Supplied records START

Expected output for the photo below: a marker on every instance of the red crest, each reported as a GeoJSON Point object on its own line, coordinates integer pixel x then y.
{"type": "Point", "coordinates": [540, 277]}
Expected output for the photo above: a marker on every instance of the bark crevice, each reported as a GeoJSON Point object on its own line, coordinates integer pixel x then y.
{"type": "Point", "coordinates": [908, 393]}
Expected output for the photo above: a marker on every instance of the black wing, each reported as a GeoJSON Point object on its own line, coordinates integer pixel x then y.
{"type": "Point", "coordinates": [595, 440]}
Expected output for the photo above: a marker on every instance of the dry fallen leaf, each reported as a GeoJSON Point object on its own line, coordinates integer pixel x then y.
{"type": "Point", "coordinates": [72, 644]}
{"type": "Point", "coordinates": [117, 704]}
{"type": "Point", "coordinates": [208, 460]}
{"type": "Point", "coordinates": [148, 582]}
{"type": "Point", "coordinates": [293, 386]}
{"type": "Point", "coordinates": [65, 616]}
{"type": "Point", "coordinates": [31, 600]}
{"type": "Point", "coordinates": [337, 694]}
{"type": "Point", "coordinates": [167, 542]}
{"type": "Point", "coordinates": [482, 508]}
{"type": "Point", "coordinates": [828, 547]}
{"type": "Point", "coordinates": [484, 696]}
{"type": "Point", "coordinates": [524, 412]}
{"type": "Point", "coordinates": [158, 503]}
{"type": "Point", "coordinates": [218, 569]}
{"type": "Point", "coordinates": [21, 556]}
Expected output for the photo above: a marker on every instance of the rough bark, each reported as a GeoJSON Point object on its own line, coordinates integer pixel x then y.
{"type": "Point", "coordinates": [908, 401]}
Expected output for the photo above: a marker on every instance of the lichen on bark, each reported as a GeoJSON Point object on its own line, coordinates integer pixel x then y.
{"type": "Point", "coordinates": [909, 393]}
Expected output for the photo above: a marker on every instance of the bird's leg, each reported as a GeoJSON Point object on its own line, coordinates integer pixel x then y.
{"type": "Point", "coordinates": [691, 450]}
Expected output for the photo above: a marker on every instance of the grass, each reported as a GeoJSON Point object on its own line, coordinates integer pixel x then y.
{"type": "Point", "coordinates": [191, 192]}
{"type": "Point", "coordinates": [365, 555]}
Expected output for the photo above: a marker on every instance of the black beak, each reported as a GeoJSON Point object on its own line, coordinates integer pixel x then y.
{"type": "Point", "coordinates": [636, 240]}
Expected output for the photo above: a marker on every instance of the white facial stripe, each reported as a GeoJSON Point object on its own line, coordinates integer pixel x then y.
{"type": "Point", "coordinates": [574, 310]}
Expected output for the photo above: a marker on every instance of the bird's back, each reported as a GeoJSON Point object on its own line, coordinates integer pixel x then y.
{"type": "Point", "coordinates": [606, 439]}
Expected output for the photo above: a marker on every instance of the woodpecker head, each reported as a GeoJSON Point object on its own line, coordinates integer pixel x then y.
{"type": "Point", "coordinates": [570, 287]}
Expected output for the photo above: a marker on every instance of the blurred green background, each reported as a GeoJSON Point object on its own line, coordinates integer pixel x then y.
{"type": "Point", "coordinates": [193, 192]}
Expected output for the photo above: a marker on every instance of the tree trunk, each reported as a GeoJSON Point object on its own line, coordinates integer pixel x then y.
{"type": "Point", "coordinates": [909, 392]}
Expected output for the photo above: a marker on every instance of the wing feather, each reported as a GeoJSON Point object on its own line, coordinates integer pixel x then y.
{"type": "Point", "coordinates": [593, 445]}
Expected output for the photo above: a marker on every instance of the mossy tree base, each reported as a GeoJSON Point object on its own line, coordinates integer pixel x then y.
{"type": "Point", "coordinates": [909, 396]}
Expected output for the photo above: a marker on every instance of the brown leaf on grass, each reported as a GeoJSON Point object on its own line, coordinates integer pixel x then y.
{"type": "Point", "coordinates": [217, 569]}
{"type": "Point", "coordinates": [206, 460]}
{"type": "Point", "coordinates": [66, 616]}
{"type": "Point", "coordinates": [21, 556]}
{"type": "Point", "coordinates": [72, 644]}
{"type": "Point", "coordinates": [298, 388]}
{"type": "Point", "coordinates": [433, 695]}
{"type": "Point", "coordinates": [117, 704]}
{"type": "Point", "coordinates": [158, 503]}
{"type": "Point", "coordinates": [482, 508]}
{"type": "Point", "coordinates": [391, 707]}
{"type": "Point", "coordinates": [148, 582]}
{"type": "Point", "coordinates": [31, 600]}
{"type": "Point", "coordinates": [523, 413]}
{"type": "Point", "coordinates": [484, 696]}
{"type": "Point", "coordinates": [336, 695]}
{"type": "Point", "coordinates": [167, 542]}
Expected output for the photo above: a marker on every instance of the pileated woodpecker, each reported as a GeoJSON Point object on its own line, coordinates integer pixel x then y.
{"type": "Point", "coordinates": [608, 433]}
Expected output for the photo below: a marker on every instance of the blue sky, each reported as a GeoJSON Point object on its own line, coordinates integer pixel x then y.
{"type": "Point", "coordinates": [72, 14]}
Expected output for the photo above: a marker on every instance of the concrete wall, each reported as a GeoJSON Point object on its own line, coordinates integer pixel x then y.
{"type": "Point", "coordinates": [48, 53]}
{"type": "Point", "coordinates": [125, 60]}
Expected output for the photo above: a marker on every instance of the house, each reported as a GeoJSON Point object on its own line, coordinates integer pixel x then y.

Supplied records END

__What is needed__: The response should consist of all the entries, copied without any alteration.

__Output for this task__:
Expected output for the photo below: a marker on every instance of the red crest, each reported as a GeoJSON Point object on its own line, coordinates integer pixel x then y.
{"type": "Point", "coordinates": [540, 277]}
Expected output for the photo above: a marker on every instance of the bark crevice, each reported as a GeoJSON Point object on its own line, coordinates integer pixel x then y.
{"type": "Point", "coordinates": [908, 393]}
Expected output for the photo above: a marker on every instance of the black wing, each reported as a GeoJSON Point object on its own line, coordinates integer pixel x then y.
{"type": "Point", "coordinates": [595, 440]}
Expected output for the photo above: a marker on every instance of the dry fallen leaf, each reported as a GeoJSON Point object on its own line, coordinates integer pixel x then y.
{"type": "Point", "coordinates": [72, 644]}
{"type": "Point", "coordinates": [117, 704]}
{"type": "Point", "coordinates": [208, 460]}
{"type": "Point", "coordinates": [148, 582]}
{"type": "Point", "coordinates": [293, 386]}
{"type": "Point", "coordinates": [65, 616]}
{"type": "Point", "coordinates": [31, 600]}
{"type": "Point", "coordinates": [337, 694]}
{"type": "Point", "coordinates": [167, 542]}
{"type": "Point", "coordinates": [482, 508]}
{"type": "Point", "coordinates": [828, 547]}
{"type": "Point", "coordinates": [484, 696]}
{"type": "Point", "coordinates": [524, 412]}
{"type": "Point", "coordinates": [158, 503]}
{"type": "Point", "coordinates": [218, 569]}
{"type": "Point", "coordinates": [21, 556]}
Expected output for the photo above: a marker on every instance of the rough bark, each reported as a GeoJSON Point object on its own line, coordinates integer pixel x then y.
{"type": "Point", "coordinates": [908, 401]}
Expected output for the photo above: a marker on every instance of the lichen on bark, each reported as a GeoJSON Point object on its own line, coordinates integer pixel x then y.
{"type": "Point", "coordinates": [909, 393]}
Expected output for the photo above: a marker on every instance of the bird's leg, each reported as a GeoJSON Point object on its own line, coordinates integer pixel x then y.
{"type": "Point", "coordinates": [691, 450]}
Expected output for the photo above: a marker on every instance of the grass, each reported as a GeoJSON Point object on its own line, coordinates integer pixel x then y.
{"type": "Point", "coordinates": [191, 192]}
{"type": "Point", "coordinates": [365, 555]}
Expected output for the photo above: a marker on every instance of the black beak, each reported as a GeoJSON Point object on its own line, coordinates integer pixel x then y.
{"type": "Point", "coordinates": [636, 240]}
Expected output for the photo above: a marker on every instance of the white facial stripe, each reported as a GeoJSON Point object on its own line, coordinates integer pixel x then y.
{"type": "Point", "coordinates": [574, 310]}
Expected output for the photo above: a marker on every instance of the bird's back, each reported as a GeoJSON Point object on its own line, coordinates integer pixel x then y.
{"type": "Point", "coordinates": [606, 439]}
Expected output for the photo above: a marker on every instance of the woodpecker head, each reported as a GeoJSON Point object on its own line, coordinates integer pixel x then y.
{"type": "Point", "coordinates": [570, 287]}
Expected output for the photo above: a marker on every instance of the blurred green background, each reported as a GeoJSON Point object on its own line, coordinates integer pixel x then y.
{"type": "Point", "coordinates": [193, 192]}
Expected output for the photo above: a marker on every instance of the tree trunk, each reported as a GeoJSON Point object on its own line, coordinates integer pixel x then y.
{"type": "Point", "coordinates": [909, 392]}
Expected output for the photo above: a marker on every instance of the wing feather, each reported as a GeoJSON Point object on its own line, coordinates integer pixel x then y.
{"type": "Point", "coordinates": [593, 445]}
Expected output for the photo above: a marker on every instance of the mossy tree base, each reported as a GeoJSON Point object on its own line, coordinates integer pixel x then y.
{"type": "Point", "coordinates": [909, 396]}
Expected output for the photo above: a marker on every instance of the brown leaf on grass, each reported as a GeoJSON Point object on its own line, coordinates integer pixel x then y.
{"type": "Point", "coordinates": [217, 569]}
{"type": "Point", "coordinates": [206, 460]}
{"type": "Point", "coordinates": [66, 616]}
{"type": "Point", "coordinates": [21, 556]}
{"type": "Point", "coordinates": [72, 644]}
{"type": "Point", "coordinates": [298, 388]}
{"type": "Point", "coordinates": [433, 695]}
{"type": "Point", "coordinates": [117, 704]}
{"type": "Point", "coordinates": [158, 503]}
{"type": "Point", "coordinates": [482, 508]}
{"type": "Point", "coordinates": [391, 707]}
{"type": "Point", "coordinates": [148, 582]}
{"type": "Point", "coordinates": [31, 600]}
{"type": "Point", "coordinates": [523, 413]}
{"type": "Point", "coordinates": [484, 696]}
{"type": "Point", "coordinates": [336, 695]}
{"type": "Point", "coordinates": [167, 542]}
Expected output for the photo above: a marker on every instance of the pileated woodpecker, each reported as a GeoJSON Point object on its own line, coordinates integer pixel x then y.
{"type": "Point", "coordinates": [608, 433]}
Expected output for the photo below: a marker on every instance of the blue sky, each reported as a GeoJSON Point object on its own line, coordinates integer pixel x then y.
{"type": "Point", "coordinates": [72, 14]}
Expected output for the photo above: a marker on every instance of the concrete wall, each reported as a GeoJSON Point object on its own line, coordinates integer pixel x then y.
{"type": "Point", "coordinates": [48, 53]}
{"type": "Point", "coordinates": [125, 60]}
Expected output for the photo above: a marker on every instance of the house, each reported as a GeoJSON Point object on its own line, coordinates integer pixel x then y.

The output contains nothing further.